Stated task.
Update the rows below by replacing every "pin" with "marker" and keeping everything else the same.
— begin Entries shown —
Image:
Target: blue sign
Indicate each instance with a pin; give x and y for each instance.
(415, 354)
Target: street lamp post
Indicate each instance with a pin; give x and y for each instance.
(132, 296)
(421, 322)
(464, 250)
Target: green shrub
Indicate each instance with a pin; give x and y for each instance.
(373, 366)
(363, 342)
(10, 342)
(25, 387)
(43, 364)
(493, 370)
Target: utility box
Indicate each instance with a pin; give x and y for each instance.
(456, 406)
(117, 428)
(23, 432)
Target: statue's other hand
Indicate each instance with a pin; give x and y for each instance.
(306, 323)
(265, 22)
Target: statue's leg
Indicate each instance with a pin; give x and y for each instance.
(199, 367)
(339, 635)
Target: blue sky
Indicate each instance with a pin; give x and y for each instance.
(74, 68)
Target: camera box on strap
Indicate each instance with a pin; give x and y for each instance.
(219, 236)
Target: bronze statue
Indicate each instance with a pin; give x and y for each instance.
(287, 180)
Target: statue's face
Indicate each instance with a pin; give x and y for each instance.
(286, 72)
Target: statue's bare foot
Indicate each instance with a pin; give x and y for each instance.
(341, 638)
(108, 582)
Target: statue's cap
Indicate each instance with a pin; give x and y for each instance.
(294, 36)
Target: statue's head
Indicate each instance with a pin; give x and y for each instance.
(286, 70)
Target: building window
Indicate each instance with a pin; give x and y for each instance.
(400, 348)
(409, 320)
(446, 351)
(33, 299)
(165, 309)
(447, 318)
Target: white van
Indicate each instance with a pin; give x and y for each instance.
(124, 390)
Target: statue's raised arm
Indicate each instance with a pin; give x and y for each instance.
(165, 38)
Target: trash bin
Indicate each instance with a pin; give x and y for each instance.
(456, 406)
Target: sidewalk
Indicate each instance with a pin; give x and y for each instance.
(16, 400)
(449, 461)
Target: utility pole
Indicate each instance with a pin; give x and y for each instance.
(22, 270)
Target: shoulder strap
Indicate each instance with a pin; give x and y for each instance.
— end Entries shown —
Response.
Image:
Target: blue sign
Indicate each instance with a marker; give x and y for each instance.
(415, 354)
Target: street lamp post
Indicate each instance with a marker; give x and y for each instance.
(132, 296)
(421, 322)
(464, 250)
Target: green shrub
Indicate each instance with a marker; give x and y for each instance.
(373, 366)
(363, 342)
(10, 342)
(25, 387)
(43, 364)
(493, 370)
Target: utility box
Indicate each instance with a marker; give x and y for each instance.
(456, 406)
(117, 428)
(23, 432)
Target: statue's other hand
Indicate each instance with a marker; give x and y for each instance.
(306, 323)
(265, 22)
Target: statue's leg
Indicate each instance with a marker; give x and y for each instance.
(199, 367)
(339, 635)
Target: blue sky
Indicate each instance with a marker; give x and y for each instance.
(74, 68)
Target: camera box on strap
Indicate each instance with a marker; give x and y for each instance.
(219, 236)
Target: bronze statue
Indicate each instance with a marker; give x and y for each instance.
(287, 180)
Target: statue's face
Indicate each instance with a marker; give x and y for each instance.
(286, 72)
Target: statue's bare foot
Indicate each instance with a marker; give x and y for each instance.
(341, 638)
(108, 582)
Target: statue's cap
Indicate each instance with a marker; give x and y for each instance.
(294, 36)
Target: statue's head
Indicate each instance with a marker; give x and y for each instance.
(286, 70)
Target: building window
Indicate each instance with a marker; give x and y for each instance.
(400, 348)
(409, 320)
(446, 351)
(33, 299)
(165, 309)
(447, 318)
Target: white van
Indicate each instance with a marker; give x and y for each instance.
(124, 390)
Target: statue's raised arm
Indicate each instance with a marker; give x and y for each instance.
(165, 38)
Target: trash bin
Indicate each instance with a marker; give x and y for each instance.
(456, 406)
Target: sidewalk
Indicate each instance with a marker; give x and y for each instance.
(16, 400)
(449, 461)
Target: utility pole
Indicate each instance with a marker; give x and y for each instance.
(22, 270)
Target: shoulder strap
Indicate each instance with a marker; give x and y for each instance.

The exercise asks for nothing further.